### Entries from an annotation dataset

▶

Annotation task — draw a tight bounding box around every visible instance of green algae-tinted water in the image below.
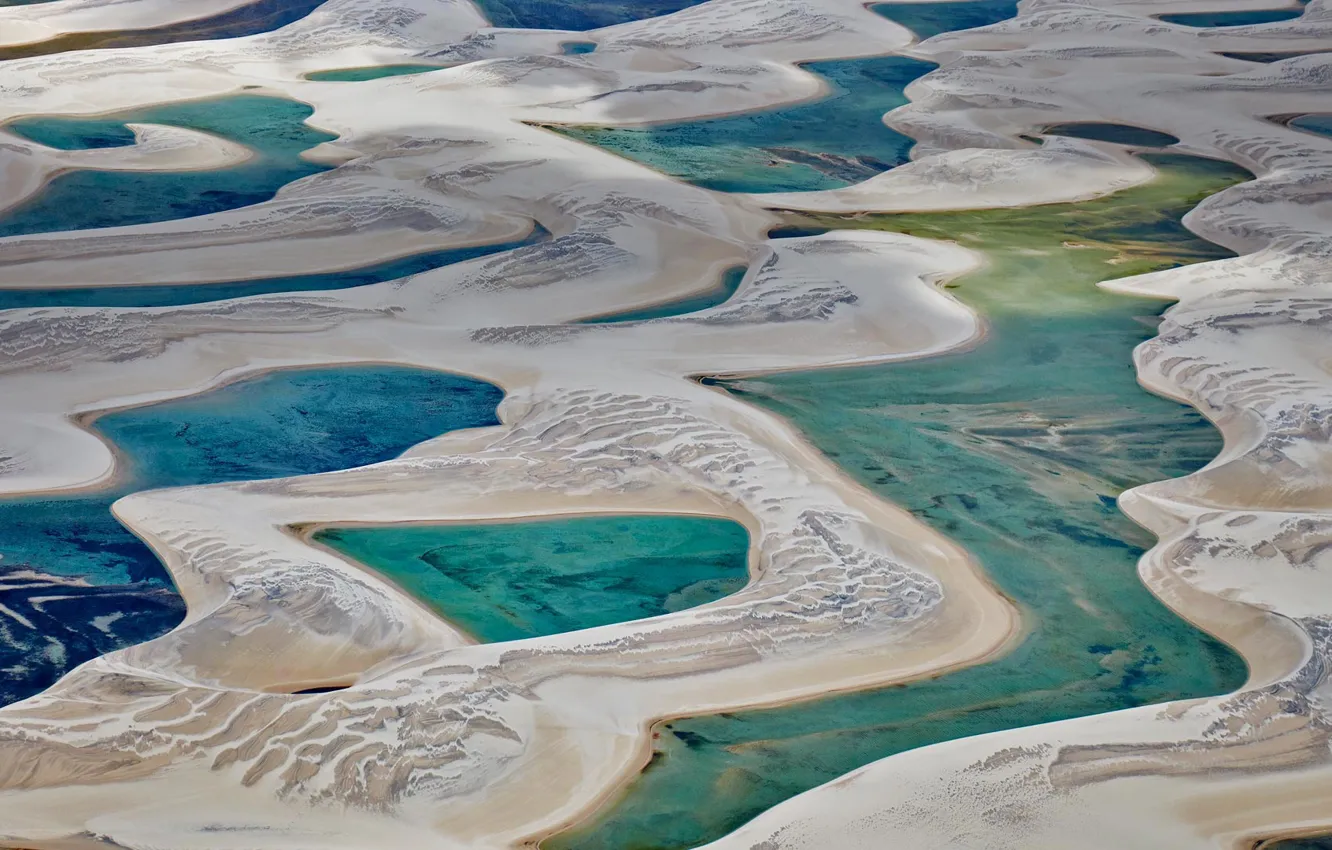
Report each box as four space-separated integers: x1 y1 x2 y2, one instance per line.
0 0 324 60
0 366 502 705
553 56 935 192
542 155 1247 850
0 95 336 236
579 265 746 325
305 65 448 83
314 516 749 642
1044 121 1179 148
1156 7 1304 27
0 225 550 310
870 0 1018 41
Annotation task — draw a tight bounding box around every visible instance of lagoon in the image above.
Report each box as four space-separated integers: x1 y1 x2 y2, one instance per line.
542 155 1248 850
0 366 502 703
550 56 935 192
314 516 749 642
0 95 337 237
0 0 324 61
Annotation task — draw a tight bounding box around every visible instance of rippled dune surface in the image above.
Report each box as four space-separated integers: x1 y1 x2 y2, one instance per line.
0 0 1332 850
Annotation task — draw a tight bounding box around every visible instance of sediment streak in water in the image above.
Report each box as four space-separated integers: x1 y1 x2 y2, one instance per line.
0 0 1332 847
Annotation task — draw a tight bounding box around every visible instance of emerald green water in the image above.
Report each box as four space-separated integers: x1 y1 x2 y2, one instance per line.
0 0 324 61
542 155 1248 850
1156 5 1304 27
314 516 749 642
0 95 336 236
0 366 503 705
305 65 448 83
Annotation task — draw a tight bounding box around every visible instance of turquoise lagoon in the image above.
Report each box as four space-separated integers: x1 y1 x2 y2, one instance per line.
0 95 336 237
550 0 1018 192
1044 121 1179 148
542 155 1247 850
870 0 1018 41
0 225 550 309
314 516 749 642
551 57 937 192
1156 5 1304 27
305 64 448 83
477 0 703 31
0 366 502 703
0 0 324 60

◀

### Exercise
Rewrite the items from the line with "surface in the image above." through the end of the items, requests included, adjusting every coordinate in the answers by -131.

### Answer to this task
Annotation task — draw a tight bounding box around every visible instance of rippled dune surface in the image above.
Report each box as four space-separated integers: x1 y1 x2 y2, one instance per line.
-131 -131 1201 719
Annotation task — draw a tight bounding box around every visible instance of sediment streak in water in the image above.
Report each box as four space-separated integers: x1 y1 x2 y2, one instance per line.
-131 -131 1201 716
Annotation task — draw a tight bounding box around every visible instance of emerald green water in the image above.
Report each box as four space-separated integers: x1 y1 x2 y2, one instance per line.
-131 -131 193 -70
411 24 1117 719
1025 -126 1173 -104
183 385 618 511
-131 -36 205 105
-131 235 372 574
174 -66 317 -48
Annotation task — draw a tight bounding box around every visible instance of turquoise lagoon in the image above.
Report each box as four space-separated integers: x1 y1 x2 y2, one instance per line.
-131 -36 205 106
419 -131 887 61
913 -10 1048 17
411 24 1116 719
739 -131 887 -90
-131 94 419 178
183 385 618 511
420 -74 806 61
1025 -126 1173 -104
174 -67 317 -48
346 -131 572 -100
-131 235 371 572
-131 -131 193 -71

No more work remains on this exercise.